Given data:
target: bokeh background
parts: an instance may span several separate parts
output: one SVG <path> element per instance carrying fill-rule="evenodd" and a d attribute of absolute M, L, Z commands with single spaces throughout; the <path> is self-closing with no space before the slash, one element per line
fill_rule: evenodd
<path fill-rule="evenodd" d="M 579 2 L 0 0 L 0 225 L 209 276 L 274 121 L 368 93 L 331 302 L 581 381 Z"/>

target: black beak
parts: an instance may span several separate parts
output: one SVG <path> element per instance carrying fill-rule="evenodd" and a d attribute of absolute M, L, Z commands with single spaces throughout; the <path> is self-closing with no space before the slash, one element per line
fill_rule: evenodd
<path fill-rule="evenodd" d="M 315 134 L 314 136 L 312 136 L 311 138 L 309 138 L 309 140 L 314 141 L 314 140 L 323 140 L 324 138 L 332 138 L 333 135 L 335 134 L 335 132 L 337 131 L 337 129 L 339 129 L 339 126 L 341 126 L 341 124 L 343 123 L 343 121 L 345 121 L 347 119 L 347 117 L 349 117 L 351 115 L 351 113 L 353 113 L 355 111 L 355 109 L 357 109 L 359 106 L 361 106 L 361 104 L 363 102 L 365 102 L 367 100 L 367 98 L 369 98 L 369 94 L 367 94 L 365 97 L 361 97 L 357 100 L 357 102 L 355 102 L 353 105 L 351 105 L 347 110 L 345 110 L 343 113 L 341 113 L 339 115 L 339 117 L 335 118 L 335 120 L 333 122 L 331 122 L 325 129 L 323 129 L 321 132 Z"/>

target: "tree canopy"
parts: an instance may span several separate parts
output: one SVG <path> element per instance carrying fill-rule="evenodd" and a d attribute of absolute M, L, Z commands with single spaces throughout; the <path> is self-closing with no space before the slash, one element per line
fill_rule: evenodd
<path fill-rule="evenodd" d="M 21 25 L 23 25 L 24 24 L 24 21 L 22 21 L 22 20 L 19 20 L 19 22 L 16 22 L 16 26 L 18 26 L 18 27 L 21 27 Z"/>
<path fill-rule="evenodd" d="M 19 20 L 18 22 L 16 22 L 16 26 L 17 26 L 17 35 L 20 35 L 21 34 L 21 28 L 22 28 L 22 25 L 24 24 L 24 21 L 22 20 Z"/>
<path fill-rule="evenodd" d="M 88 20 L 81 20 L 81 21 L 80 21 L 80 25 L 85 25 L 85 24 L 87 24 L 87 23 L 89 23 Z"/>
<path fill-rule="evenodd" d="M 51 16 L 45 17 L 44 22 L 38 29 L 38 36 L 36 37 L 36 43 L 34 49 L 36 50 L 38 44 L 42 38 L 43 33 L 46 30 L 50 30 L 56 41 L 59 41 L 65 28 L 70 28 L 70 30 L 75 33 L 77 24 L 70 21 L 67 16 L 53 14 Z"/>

Description of the task: Your answer should be the listing itself, repeated exactly.

Written response:
target: bokeh background
parts: an instance may span several separate parts
output: one SVG <path> element per instance carrying fill-rule="evenodd" and a d attribute of absolute M, L, Z commands with single spaces throughout; the <path> is self-closing with no space before the slash, one element per line
fill_rule: evenodd
<path fill-rule="evenodd" d="M 579 2 L 0 0 L 0 225 L 209 276 L 274 121 L 368 93 L 331 302 L 581 381 Z"/>

target: black beak
parts: an instance may span several separate parts
output: one SVG <path> element per instance carrying fill-rule="evenodd" and a d attribute of absolute M, L, Z commands with single spaces throughout; the <path> is self-closing with no space before the slash, one element per line
fill_rule: evenodd
<path fill-rule="evenodd" d="M 315 134 L 314 136 L 312 136 L 311 138 L 309 138 L 309 140 L 314 141 L 314 140 L 323 140 L 324 138 L 332 138 L 333 135 L 335 134 L 335 132 L 337 131 L 337 129 L 339 129 L 339 126 L 341 126 L 341 124 L 343 123 L 343 121 L 345 121 L 347 119 L 347 117 L 349 117 L 351 115 L 351 113 L 353 113 L 355 111 L 355 109 L 357 109 L 359 106 L 361 106 L 361 104 L 363 102 L 365 102 L 367 100 L 367 98 L 369 98 L 369 94 L 367 94 L 365 97 L 361 97 L 357 100 L 357 102 L 355 102 L 353 105 L 351 105 L 347 110 L 345 110 L 343 113 L 341 113 L 339 115 L 339 117 L 335 118 L 335 120 L 333 122 L 331 122 L 325 129 L 323 129 L 321 132 Z"/>

target: "tree canopy"
parts: an instance may span several separate parts
output: one SVG <path> element per instance carrying fill-rule="evenodd" and a d attribute of absolute M, L, Z commands with single spaces throughout; the <path> is self-closing with no space before the slash, one element per line
fill_rule: evenodd
<path fill-rule="evenodd" d="M 21 25 L 23 25 L 24 24 L 24 21 L 22 21 L 22 20 L 19 20 L 19 22 L 16 22 L 16 26 L 18 26 L 18 27 L 21 27 Z"/>
<path fill-rule="evenodd" d="M 19 20 L 18 22 L 16 22 L 16 26 L 17 26 L 17 35 L 20 35 L 21 34 L 21 28 L 22 28 L 22 25 L 24 24 L 24 21 L 22 20 Z"/>
<path fill-rule="evenodd" d="M 88 20 L 81 20 L 81 21 L 80 21 L 80 25 L 85 25 L 85 24 L 87 24 L 87 23 L 89 23 Z"/>
<path fill-rule="evenodd" d="M 51 16 L 45 17 L 44 22 L 38 29 L 38 36 L 36 37 L 36 43 L 34 49 L 36 50 L 38 44 L 42 38 L 43 33 L 46 30 L 50 30 L 56 41 L 59 41 L 65 28 L 70 28 L 70 30 L 75 33 L 77 24 L 70 21 L 67 16 L 53 14 Z"/>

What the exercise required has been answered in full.